Job: Starting with the line that contains "Could you point at the rolled-up" and going on through the last line below, give each line and the answer under it as one row of a two-column CSV with the columns text and answer. Put each in a single quoted field, with line breaks turned into spaces.

Task input:
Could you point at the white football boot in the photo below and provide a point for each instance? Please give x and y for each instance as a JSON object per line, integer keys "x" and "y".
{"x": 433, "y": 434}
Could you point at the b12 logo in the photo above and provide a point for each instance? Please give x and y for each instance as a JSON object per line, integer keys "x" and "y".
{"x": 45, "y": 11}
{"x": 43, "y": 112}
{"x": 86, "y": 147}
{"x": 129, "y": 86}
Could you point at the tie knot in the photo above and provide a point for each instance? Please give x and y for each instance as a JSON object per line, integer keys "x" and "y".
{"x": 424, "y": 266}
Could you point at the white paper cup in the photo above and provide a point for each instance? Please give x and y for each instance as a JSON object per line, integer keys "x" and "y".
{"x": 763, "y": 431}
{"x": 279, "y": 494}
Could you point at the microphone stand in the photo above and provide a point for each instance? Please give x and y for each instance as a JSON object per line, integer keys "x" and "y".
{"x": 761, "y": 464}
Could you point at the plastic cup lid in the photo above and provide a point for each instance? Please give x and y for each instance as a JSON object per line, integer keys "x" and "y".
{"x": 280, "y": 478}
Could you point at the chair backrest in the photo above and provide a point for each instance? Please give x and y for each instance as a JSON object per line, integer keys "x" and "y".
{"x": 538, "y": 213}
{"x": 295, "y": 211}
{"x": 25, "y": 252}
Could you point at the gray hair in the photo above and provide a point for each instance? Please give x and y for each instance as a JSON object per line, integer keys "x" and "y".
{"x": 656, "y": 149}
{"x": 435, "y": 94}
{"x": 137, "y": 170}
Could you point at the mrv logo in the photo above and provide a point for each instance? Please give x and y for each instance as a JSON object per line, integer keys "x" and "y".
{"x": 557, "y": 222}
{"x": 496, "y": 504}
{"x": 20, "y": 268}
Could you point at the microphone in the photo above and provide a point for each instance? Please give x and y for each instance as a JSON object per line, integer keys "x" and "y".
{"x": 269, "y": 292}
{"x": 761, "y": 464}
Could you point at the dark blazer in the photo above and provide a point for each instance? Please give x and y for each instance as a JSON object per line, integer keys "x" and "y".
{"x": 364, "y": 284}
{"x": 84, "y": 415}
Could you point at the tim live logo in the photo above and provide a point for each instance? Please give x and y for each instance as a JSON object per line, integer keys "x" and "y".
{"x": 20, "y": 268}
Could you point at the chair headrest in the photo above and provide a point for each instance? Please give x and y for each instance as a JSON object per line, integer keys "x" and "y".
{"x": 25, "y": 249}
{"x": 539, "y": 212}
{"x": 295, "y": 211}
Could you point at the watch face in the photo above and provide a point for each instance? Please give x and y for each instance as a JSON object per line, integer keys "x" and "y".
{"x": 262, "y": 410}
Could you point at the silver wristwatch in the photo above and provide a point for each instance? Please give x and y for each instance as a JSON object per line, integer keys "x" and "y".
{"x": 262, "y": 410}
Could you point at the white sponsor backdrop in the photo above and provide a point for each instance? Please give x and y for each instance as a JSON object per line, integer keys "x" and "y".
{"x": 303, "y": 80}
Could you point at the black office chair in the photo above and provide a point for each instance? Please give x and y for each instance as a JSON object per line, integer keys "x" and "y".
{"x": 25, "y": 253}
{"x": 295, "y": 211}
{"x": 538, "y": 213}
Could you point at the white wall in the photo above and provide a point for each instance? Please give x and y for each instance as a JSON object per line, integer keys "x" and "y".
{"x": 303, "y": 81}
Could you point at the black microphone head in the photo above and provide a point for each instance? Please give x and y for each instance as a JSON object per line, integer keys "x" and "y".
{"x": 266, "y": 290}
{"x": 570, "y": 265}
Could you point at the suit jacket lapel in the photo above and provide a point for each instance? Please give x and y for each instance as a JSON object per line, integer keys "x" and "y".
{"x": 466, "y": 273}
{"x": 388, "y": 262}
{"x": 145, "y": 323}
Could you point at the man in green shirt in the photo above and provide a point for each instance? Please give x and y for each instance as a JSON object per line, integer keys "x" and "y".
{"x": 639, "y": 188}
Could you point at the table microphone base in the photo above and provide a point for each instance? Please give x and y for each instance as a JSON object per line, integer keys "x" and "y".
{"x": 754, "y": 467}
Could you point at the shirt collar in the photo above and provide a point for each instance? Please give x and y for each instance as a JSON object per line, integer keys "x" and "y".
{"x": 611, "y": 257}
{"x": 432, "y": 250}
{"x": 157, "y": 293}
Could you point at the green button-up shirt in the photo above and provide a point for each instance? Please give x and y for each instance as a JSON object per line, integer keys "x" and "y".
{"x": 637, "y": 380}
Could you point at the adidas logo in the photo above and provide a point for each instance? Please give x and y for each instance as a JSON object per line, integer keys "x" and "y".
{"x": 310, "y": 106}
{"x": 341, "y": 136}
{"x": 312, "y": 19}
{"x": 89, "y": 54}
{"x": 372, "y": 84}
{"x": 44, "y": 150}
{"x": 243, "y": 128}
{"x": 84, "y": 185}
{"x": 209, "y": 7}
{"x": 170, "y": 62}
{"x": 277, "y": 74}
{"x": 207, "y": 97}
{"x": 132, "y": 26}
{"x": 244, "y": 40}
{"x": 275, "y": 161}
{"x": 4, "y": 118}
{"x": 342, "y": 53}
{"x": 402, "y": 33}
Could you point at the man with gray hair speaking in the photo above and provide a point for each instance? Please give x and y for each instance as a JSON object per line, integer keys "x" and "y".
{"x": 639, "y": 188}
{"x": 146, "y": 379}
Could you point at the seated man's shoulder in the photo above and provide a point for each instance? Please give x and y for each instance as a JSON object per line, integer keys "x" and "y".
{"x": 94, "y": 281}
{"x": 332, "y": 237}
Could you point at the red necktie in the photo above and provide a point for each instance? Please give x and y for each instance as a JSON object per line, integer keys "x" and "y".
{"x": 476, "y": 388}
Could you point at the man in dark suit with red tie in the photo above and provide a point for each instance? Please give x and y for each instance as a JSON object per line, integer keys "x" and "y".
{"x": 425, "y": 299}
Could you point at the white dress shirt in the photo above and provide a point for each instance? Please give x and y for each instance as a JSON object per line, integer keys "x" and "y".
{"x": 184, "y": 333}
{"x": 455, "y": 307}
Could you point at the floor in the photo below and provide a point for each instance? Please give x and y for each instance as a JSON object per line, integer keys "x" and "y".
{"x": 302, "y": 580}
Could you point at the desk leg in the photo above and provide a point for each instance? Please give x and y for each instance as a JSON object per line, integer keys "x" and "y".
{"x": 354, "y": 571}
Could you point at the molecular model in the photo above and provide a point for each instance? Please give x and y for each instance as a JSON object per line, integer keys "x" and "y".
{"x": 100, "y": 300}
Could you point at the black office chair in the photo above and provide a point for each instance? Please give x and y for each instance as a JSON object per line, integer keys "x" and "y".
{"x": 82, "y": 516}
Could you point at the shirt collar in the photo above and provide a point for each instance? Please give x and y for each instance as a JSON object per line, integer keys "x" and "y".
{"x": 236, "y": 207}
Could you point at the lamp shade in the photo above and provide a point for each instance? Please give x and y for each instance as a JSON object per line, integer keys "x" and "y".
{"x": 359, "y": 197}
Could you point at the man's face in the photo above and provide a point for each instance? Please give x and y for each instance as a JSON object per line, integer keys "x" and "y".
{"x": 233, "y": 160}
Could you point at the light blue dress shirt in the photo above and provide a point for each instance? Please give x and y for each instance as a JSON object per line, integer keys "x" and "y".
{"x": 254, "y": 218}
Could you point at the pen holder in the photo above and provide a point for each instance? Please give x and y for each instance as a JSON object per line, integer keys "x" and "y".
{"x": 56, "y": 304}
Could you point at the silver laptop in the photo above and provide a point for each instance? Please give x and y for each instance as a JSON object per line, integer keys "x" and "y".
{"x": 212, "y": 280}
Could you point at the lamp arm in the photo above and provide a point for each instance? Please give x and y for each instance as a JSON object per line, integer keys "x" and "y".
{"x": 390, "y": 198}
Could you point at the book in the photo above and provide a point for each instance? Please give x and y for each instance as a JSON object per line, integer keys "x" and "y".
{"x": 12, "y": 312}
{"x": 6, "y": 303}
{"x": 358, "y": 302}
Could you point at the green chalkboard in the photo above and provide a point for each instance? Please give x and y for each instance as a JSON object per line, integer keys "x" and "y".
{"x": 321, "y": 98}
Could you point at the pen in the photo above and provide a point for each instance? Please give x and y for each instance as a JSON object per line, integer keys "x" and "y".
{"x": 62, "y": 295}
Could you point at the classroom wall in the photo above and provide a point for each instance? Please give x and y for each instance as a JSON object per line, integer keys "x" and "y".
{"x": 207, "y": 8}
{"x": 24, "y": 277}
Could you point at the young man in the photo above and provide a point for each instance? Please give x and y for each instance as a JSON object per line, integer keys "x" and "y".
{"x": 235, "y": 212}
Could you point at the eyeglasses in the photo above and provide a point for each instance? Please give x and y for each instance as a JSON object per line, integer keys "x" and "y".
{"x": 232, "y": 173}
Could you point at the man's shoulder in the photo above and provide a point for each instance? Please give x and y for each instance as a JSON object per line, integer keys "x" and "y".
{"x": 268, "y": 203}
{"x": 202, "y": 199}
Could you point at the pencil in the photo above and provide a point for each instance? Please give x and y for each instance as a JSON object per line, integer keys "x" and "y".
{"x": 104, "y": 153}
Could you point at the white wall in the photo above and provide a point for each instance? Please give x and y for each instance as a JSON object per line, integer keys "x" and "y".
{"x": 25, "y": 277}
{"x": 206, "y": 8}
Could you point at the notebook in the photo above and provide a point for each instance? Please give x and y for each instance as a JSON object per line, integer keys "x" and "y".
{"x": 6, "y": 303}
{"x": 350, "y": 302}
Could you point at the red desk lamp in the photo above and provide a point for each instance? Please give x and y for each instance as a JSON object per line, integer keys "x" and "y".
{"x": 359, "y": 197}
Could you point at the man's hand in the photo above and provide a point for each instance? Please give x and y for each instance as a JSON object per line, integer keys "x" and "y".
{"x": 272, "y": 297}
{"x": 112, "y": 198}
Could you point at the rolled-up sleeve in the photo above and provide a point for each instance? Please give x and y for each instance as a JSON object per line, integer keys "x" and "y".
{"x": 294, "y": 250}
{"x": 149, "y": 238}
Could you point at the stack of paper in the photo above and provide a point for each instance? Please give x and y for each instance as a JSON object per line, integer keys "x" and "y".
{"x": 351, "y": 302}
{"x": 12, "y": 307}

Answer to this exercise:
text,answer
"Could you point at the rolled-up sleeve in the photo above and provide a point for each instance? Please give x and y for each instance as a JSON object per line, integer keys ""x"" and ""y"".","{""x"": 294, ""y"": 250} {""x"": 149, ""y"": 238}"
"Could you point at the stack of paper in the photo above and provide a point for each instance? Please give x and y for each instance as a JSON object per line, integer keys ""x"" and ""y"".","{""x"": 351, ""y"": 302} {""x"": 12, ""y"": 307}"